** Start of Supplied entries **

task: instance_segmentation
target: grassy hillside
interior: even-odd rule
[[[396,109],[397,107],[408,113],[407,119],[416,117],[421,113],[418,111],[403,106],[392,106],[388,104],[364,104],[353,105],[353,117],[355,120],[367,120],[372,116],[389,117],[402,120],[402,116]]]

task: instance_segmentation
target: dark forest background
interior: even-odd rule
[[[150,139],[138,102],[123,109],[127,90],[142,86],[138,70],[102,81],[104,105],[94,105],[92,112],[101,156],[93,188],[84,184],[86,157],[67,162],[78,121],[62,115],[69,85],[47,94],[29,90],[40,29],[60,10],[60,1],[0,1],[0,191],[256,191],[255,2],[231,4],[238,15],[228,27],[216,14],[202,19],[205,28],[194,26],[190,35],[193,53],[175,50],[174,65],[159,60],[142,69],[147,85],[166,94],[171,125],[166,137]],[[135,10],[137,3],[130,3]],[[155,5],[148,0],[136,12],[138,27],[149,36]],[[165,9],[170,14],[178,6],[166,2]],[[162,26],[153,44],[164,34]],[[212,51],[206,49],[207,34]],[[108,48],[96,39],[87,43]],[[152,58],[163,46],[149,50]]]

** End of Supplied entries **

Can you quote all of the rows above verbatim, line for line?

task: instance_segmentation
target: grassy hillside
interior: even-odd rule
[[[396,109],[397,107],[408,113],[407,119],[416,117],[421,113],[418,111],[403,106],[392,106],[388,104],[364,104],[353,105],[353,117],[355,120],[367,120],[372,116],[389,117],[402,120],[402,116]]]

task: instance_segmentation
target: dark forest background
interior: even-odd rule
[[[150,139],[138,102],[123,109],[127,90],[142,86],[138,70],[102,81],[104,105],[94,105],[92,112],[101,156],[93,188],[84,184],[86,157],[67,162],[78,121],[62,115],[69,85],[47,94],[29,90],[40,29],[60,10],[60,1],[0,1],[0,191],[256,191],[255,2],[231,4],[238,15],[228,27],[216,14],[202,19],[205,28],[194,26],[190,35],[193,53],[175,50],[174,65],[159,60],[142,69],[147,85],[166,94],[171,125],[166,137]],[[135,10],[137,3],[130,3]],[[155,5],[148,0],[136,12],[138,27],[149,36]],[[165,9],[170,14],[178,6],[166,2]],[[162,26],[153,44],[164,34]],[[212,51],[206,49],[207,34]],[[108,48],[96,39],[87,43]],[[152,58],[163,46],[149,50]]]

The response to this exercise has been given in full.